The new Augur (v6) can still create “v1” JSONS, but can also create JSONs that work with the latest Auspice release - Auspice v2. The new format combines the tree and metadata into one JSON, which we’ll call a “v2” JSON.

This page has the most up-to-date compatibility information between different Augur and Auspice versions.

We understand how important backwards compatibility is - so for the time being “v1” JSONs will continue to work with Auspice v2. However, we recommend switching to v2 JSONs - they have more features, are easier to work with, and future versions of Auspice may not support v1 JSONs!


Motivation behind changing JSON formats

With the release of Auspice v2, we made some breaking changes to the JSON schema. Why change formats? We were motivated by:

  • Compactness: Tree and Meta JSON files are now combined, so you only have to worry about one output file
  • Flexibility: The new v2 JSONs allow us flexibility to include more features and data, and will let us move towards getting in line with existing conventions like GFF and BibTex
  • Ease of use: Users commonly got confused by the ‘config’ file. For basic runs you can now specify everything you need to see your data right in the command-line - no ‘config’ file needed! For more advanced exports, you can still specify a config file with more detail. (See “Using a Config File”)

I just need my old run to work right now!

We completely understand you may not have time to make the change right this second, and that there’s nothing more frustrating than having a run break right before a presentation or deadline!

[EXERCISE REQUIREMENTS]
(A) In the text on Augur JSON formats, what does the new "v2" format combine into one JSON?
(B) Condense the paragraph beginning "We understand how important backwards compatibility is" from the text on Augur JSON formats into a brief list that keeps its main facts.
The listing after this note can be ignored.

[AVAILABLE DATA]

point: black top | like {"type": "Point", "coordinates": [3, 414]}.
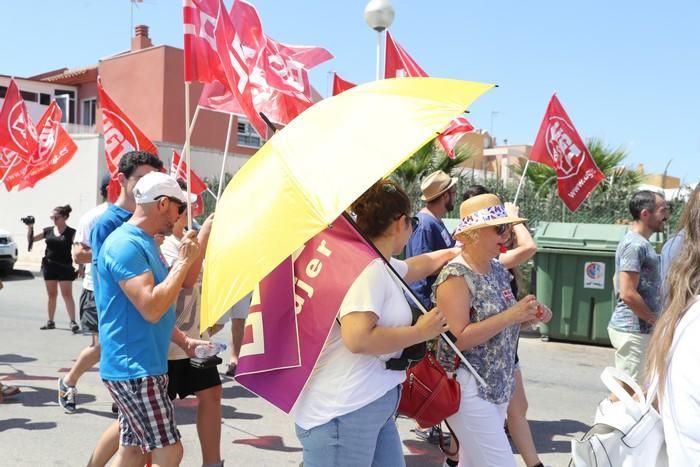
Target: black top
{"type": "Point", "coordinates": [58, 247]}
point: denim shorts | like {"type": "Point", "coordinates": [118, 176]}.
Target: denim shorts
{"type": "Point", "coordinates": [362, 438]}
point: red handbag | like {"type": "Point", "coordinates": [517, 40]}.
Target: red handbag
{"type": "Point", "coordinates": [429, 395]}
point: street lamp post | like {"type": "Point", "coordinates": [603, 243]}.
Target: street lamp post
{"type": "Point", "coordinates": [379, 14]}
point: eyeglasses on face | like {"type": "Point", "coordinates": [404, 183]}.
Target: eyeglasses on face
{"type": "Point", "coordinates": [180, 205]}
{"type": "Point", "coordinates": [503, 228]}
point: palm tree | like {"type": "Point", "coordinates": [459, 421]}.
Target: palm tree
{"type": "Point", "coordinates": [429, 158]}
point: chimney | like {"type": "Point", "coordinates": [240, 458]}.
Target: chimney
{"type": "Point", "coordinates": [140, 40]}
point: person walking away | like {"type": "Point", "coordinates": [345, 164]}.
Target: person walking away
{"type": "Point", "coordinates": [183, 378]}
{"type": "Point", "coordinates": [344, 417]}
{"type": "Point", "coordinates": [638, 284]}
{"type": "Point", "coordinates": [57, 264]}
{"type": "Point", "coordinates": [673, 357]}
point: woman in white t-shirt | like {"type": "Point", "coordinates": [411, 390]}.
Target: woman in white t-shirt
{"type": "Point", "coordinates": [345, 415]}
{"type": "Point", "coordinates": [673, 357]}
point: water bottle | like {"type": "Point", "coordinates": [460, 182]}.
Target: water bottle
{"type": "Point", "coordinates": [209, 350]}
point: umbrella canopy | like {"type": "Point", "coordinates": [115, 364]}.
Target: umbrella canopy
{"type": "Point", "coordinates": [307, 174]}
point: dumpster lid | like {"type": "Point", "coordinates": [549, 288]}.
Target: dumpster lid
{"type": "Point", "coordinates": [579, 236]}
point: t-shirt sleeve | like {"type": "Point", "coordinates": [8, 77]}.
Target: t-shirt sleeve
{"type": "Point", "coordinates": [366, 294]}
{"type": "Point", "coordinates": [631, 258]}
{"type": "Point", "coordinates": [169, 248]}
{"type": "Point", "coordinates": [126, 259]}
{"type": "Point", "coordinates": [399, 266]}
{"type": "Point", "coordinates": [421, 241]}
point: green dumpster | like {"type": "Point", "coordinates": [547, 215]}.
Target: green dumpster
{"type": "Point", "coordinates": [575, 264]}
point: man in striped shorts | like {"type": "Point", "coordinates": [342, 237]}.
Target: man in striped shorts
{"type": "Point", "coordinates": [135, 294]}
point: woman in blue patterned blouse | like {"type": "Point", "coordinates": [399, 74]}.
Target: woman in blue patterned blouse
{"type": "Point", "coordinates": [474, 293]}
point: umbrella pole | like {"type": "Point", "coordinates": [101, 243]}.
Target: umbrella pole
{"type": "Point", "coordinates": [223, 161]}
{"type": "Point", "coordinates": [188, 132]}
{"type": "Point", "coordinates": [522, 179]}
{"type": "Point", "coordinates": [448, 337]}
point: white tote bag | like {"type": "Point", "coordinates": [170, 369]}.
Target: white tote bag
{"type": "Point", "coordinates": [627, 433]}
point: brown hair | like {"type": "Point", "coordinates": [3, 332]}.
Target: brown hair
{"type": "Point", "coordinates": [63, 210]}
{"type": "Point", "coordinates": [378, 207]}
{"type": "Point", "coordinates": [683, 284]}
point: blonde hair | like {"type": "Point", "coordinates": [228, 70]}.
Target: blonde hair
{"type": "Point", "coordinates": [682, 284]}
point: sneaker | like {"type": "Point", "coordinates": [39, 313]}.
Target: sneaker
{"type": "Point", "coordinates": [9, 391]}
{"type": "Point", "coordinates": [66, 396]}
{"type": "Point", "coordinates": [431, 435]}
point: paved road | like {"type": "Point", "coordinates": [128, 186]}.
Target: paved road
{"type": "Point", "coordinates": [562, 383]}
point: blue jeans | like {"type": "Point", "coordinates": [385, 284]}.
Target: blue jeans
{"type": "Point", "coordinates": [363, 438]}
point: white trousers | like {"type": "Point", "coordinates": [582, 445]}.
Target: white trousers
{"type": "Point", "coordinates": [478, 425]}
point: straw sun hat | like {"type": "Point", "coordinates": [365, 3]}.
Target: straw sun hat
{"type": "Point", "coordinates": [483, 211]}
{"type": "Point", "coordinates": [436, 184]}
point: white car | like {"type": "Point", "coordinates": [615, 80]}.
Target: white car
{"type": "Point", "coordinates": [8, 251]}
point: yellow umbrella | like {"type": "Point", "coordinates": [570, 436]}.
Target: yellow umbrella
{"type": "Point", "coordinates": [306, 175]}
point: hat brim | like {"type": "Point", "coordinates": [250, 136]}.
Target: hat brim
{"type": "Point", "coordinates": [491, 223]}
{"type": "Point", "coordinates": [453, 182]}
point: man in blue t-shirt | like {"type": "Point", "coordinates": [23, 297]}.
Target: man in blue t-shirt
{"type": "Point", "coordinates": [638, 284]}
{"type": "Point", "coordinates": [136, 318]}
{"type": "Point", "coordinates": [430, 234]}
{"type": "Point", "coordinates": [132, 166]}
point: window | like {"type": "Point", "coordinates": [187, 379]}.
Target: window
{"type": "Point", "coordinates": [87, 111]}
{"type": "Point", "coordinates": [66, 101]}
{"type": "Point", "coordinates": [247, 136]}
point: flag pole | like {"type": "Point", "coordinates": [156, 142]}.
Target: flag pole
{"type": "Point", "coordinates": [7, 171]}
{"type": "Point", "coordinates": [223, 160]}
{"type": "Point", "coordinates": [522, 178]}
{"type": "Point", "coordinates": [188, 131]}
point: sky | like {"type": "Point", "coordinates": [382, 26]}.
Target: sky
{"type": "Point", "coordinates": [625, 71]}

[SOLUTIONS PER TASK]
(A) It combines the tree and the metadata into one JSON.

(B)
- For now, "v1" JSONs still work with Auspice v2.
- Switching to v2 JSONs is recommended.
- v2 JSONs have more features and are easier to work with.
- Future versions of Auspice may not support v1 JSONs.